> **Problem requirements**: Examine each line of the data. Copy the line if it includes the word "construction".

> **Exercise inputs**:
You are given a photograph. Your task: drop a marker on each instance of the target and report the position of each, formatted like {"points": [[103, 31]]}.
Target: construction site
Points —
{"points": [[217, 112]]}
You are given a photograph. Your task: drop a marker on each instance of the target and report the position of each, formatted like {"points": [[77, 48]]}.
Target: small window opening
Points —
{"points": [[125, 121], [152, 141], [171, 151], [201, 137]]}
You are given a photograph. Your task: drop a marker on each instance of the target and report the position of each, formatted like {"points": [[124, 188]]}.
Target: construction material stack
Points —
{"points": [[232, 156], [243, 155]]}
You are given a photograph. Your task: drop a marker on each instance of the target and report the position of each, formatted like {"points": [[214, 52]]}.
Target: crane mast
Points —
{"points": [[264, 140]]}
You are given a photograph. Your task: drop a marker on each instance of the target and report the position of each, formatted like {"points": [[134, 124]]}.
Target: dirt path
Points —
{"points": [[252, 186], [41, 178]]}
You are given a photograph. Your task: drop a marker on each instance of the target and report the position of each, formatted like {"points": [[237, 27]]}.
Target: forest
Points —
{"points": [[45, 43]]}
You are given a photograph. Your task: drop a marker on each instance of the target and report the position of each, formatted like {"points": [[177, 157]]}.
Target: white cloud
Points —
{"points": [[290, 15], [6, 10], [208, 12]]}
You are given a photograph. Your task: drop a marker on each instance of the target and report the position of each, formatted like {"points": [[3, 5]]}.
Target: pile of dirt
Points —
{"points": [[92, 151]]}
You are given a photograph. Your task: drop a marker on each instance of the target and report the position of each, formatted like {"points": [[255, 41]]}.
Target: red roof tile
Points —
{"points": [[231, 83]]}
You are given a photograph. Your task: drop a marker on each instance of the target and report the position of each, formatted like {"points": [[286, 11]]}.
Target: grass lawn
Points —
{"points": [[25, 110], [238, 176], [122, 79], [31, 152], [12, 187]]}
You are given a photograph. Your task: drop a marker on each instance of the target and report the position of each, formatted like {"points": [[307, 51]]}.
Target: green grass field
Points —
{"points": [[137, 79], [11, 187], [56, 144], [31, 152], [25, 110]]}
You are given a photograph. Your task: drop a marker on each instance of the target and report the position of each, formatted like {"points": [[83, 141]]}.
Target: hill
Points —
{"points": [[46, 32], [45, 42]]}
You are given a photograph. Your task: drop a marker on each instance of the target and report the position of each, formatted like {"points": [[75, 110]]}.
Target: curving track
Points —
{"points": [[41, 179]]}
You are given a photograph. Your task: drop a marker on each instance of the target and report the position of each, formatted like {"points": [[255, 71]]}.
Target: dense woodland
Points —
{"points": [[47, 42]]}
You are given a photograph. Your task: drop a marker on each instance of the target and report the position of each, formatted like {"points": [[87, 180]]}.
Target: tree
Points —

> **Response to the exercise**:
Target: construction site
Target: construction material stack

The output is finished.